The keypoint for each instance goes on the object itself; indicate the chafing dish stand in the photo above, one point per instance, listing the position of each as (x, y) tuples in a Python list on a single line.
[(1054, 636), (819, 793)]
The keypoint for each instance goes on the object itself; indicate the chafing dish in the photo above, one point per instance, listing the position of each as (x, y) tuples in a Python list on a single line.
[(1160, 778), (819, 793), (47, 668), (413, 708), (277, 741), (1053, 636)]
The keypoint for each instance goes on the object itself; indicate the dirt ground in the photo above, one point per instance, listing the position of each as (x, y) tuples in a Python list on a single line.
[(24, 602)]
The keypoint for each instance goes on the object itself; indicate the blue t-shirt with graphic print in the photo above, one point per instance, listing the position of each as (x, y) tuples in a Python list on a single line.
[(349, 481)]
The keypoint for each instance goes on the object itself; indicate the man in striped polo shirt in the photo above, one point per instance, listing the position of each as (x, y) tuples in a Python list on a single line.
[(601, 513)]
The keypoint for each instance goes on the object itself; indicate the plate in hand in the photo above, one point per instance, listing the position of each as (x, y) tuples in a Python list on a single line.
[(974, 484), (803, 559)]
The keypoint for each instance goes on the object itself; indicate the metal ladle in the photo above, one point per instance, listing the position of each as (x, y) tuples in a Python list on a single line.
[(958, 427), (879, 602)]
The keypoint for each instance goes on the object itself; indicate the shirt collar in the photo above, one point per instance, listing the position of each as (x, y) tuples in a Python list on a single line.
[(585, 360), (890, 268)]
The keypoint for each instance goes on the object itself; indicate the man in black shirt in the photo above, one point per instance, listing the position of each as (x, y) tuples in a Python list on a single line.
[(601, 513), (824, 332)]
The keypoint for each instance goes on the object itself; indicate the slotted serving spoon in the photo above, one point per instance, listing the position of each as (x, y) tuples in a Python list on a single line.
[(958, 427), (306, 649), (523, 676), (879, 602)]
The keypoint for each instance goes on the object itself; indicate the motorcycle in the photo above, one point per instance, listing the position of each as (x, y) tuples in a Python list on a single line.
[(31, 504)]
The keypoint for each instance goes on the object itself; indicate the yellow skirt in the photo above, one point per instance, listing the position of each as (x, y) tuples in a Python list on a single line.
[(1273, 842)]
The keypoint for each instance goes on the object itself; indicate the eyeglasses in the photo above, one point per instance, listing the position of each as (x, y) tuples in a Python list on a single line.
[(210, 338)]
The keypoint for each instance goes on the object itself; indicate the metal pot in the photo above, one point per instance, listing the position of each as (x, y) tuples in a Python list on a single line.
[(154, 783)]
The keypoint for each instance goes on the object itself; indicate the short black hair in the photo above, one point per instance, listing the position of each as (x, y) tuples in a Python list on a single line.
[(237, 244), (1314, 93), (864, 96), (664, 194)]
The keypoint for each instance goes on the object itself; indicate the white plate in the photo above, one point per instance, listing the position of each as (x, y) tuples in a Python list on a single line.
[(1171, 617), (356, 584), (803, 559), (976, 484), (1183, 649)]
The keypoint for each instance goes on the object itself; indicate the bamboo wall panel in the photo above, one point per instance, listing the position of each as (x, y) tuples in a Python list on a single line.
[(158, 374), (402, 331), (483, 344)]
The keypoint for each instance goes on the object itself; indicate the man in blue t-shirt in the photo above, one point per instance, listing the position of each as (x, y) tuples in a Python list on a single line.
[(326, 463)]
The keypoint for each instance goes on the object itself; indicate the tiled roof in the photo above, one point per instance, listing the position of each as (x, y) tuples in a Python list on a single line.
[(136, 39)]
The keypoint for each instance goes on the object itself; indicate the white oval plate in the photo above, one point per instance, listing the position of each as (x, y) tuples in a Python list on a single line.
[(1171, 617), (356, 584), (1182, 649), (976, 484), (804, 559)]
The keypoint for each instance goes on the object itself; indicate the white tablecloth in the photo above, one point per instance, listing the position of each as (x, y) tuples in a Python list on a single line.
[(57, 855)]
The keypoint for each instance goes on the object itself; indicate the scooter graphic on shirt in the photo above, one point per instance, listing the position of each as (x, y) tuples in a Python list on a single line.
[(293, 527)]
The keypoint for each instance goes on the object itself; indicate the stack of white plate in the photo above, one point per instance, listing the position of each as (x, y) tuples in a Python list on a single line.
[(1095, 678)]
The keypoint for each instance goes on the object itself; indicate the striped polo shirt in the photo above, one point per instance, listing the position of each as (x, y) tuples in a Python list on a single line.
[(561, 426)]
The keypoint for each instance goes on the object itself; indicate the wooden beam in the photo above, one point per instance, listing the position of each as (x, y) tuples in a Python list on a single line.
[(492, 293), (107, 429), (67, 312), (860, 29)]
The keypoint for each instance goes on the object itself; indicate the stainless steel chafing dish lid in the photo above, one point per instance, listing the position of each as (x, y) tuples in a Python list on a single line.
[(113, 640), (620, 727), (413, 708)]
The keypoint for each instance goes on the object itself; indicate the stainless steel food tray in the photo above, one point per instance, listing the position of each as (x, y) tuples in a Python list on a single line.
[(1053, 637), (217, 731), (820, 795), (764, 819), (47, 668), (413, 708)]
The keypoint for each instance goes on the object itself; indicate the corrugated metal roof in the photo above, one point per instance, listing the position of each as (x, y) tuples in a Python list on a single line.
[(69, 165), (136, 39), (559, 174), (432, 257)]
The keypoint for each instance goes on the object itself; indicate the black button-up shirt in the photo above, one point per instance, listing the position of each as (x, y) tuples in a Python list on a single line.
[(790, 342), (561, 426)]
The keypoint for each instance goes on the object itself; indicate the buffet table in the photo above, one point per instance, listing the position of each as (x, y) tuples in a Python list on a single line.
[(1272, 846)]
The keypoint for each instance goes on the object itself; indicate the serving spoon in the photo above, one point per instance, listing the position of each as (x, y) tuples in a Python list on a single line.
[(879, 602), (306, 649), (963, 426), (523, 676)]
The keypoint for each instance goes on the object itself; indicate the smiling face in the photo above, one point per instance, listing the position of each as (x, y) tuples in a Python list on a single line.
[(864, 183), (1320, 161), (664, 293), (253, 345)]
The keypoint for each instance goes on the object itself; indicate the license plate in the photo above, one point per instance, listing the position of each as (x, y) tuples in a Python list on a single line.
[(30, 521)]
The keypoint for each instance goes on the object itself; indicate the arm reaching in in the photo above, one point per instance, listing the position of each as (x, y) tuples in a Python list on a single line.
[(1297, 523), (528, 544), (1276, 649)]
....................
▶ _Task goal_
Prepare a faithful transcription of the material above, with nothing altered.

▶ _Reply_
The keypoint for each instance goes on the object itself; indicate the chafing dish stand in the photo above, one point per instance, listing the position of each as (x, y) tuples in a Python list on a single line.
[(1054, 636), (819, 793)]
The keypoint for each instance goes on the object itself; indicate the chafing dish in the photo above, one point per instance, listing the position of each as (x, y) tuples in a Python list on a single line.
[(1160, 778), (819, 793), (47, 668), (413, 708), (277, 741), (1053, 636)]
The keypoint for each instance goes on the object itself; indicate the dirt ground in the photo above, one point per instance, listing the position of each as (x, y) tuples in a Python list on a single line.
[(24, 602)]
The keypoint for each instance goes on the object itself; indicate the blue t-shirt with graphic print in the photo above, one point per instance, listing the position of each as (x, y) tuples in a Python list on a single line.
[(349, 481)]
The keypoint for each instance goes on the object itself; indicate the man in striped polo shirt in the photo above, one point per instance, listing the position of each as (x, y) tuples in a Python list on a single line.
[(601, 513)]
The keypoint for each instance goes on the object itself; indicate the plate in hand in the photo above, one point per instance, listing the position of each as (x, y) tuples in a Python list on a single line.
[(974, 484), (803, 559)]
The keypoint for each instance goes on the object itself; indicate the metal ladle in the photo above, one point per instance, listing the position of each as (x, y) tuples in a Python list on a single line.
[(958, 427), (879, 602)]
The keypoint for each instance goes on the object itself; indicate the shirt collar in the photo above, one point per instance, listing the position of each as (x, y) tuples in a Python list on a single line.
[(585, 360), (890, 268)]
The keypoint for each instance goes on the object itself; indicate the man in black shirt in the photo above, one point per instance, listing the position of each as (x, y) tuples in a Python list on a single line.
[(601, 513), (824, 332)]
The keypoint for each instance goes on the object itself; indicate the slotted serving spoon in the photo above, one point per instance, listing the position of each as (x, y) tuples in a Python list on a single line.
[(958, 427), (306, 649), (523, 676), (879, 602)]
The keypoint for each instance goes on the object itself; indicate the motorcycle in the photo above, one point per instance, listing the position of each as (x, y) tuples in a Python list on a single line.
[(31, 504)]
The keypoint for each instance goes on the object itself; indicate the yellow skirt in the photo above, one point per instance, listing the position of each as (x, y) tuples in a Python list on a single line.
[(1273, 842)]
The keypoint for each instance goes on the object itself; indicate the eyeglasses in the photo above, one point per instance, listing the position of each as (x, y) tuples in a Python list on a single line.
[(210, 338)]
The keypoint for each instance goes on the object itself; indicate the metal pot in the photo above, one point per instance, listing the position of each as (x, y) tuples in a Python list on a single line.
[(154, 783)]
The keypoint for each instance goes on the object itself; indicate the short black hair in the photo above, one point per instance, listing the position of each as (x, y) tuples in a Python list on a single line.
[(237, 244), (1314, 93), (864, 96), (664, 194)]
The keypoint for each instance goes on the object itself; indicate the white plate in the photo above, one point per instance, listing the position of each as (x, y) tuples in a Python list on a single line.
[(1171, 617), (356, 584), (803, 559), (976, 484), (1183, 649)]
The keypoint for each instance goes on the object itself; indicate the bamboo wall panel in the photo above, one point per instance, listing the position of each as (x, y) tuples in a Python list on a single line.
[(158, 374), (402, 331), (483, 344)]
The keypoint for each instance goes on the object itself; indicate the man in blue t-shirt in the photo above, one point per instance, listing the position of each as (x, y) tuples in a Python list on a single line.
[(326, 463)]
The keypoint for each instance goes on the object itself; indicate the tiled roof in the photo above, one point per instance, listing the position of each as (x, y) tuples in a Python list on a single line.
[(136, 39)]
The keypoint for each instance goes on the object itself; indicate the white oval plate in the photo above, one point per instance, listing the position of each as (x, y) tuples in a Python list on a single line.
[(1171, 617), (356, 584), (1182, 649), (976, 484), (804, 559)]
The keypoint for each instance goes on the object itself; indicate the white tablecloth in the photo above, one point per instance, listing the position of each as (x, y) tuples in a Python list on a single line.
[(57, 855)]
The keypoint for each instance goes on the object itself; indicate the scooter graphic on shirt in the photo above, one point per instance, listing the position of each as (x, y) tuples in a Python list on a single line.
[(293, 527)]
The keypoint for each instance goes on the object itself; indicate the stack of white plate in the photo above, one point per instance, listing the position of each as (x, y) tuples in a Python list on a single line.
[(1095, 678)]
The keypoint for each instance goes on the object itself; indicate the striped polo shirt in the photo above, one point per instance, listing the position of each as (x, y) tuples in a Python list on a single line.
[(561, 426)]
The keypoint for each instance goes on the object itself; indicate the wooden beam in the photo above, one point per instance, listing the position of each as (x, y) tuples in a Python list on a single line.
[(492, 293), (107, 429), (67, 312), (860, 29)]
The keypoint for each instance goes on the object itself; indicate the stainless steel chafing dish lid in the photo above, one point per instance, listing the position of each as (x, y) tuples in a Python list on a single line.
[(113, 640), (620, 727), (413, 708)]
The keypoint for each instance goes on the object itself; indicate the stainless steel food tray in the photo above, one point per instance, listing the position of each as (x, y) tuples in a Python list on a single line.
[(1053, 637), (217, 731), (820, 795), (764, 819), (47, 668), (413, 708)]
The keypoint for each instance goes on the object itself; indicate the corrugated metal roof in the photo above, one point per instance, listing the position of each as (x, y) tuples in a Python list on a single line.
[(69, 165), (136, 39), (559, 174), (432, 257)]
The keypoint for each instance goes on the object itself; indicate the black button-up shirt in the photo above, one point per instance, listing the position of each as (x, y) tuples in a Python list on a single line.
[(790, 342), (561, 426)]
The keypoint for each instance goes on the object itself; indicate the buffet table in the photo above, one point per instance, listing the position of each as (x, y) tuples in a Python list on a single line.
[(1272, 846)]
The keypoint for each instance goes on the object itself; indicate the serving spoon in the photo above, one point per instance, listing the position of each as (x, y) tuples in a Python list on a single line.
[(879, 602), (306, 649), (963, 426), (523, 676)]
The keypoint for each instance goes on the object itself; indicate the smiling face in the photo above, one point per instance, listing the position of each as (x, y) tuples in a Python list on a single line.
[(864, 183), (1320, 161), (664, 293), (253, 345)]
The keypoint for each instance goes on the object itself; indicate the license plate in the photo above, one point per instance, listing the position of each as (x, y) tuples in a Python list on a single line.
[(30, 521)]
The keypoint for each instance goes on the object itself; indicate the arm reaching in in the photo above, one point per instance, listing the position of each as (x, y) tuples in a Python list on a single line.
[(1297, 523), (528, 544), (1276, 649)]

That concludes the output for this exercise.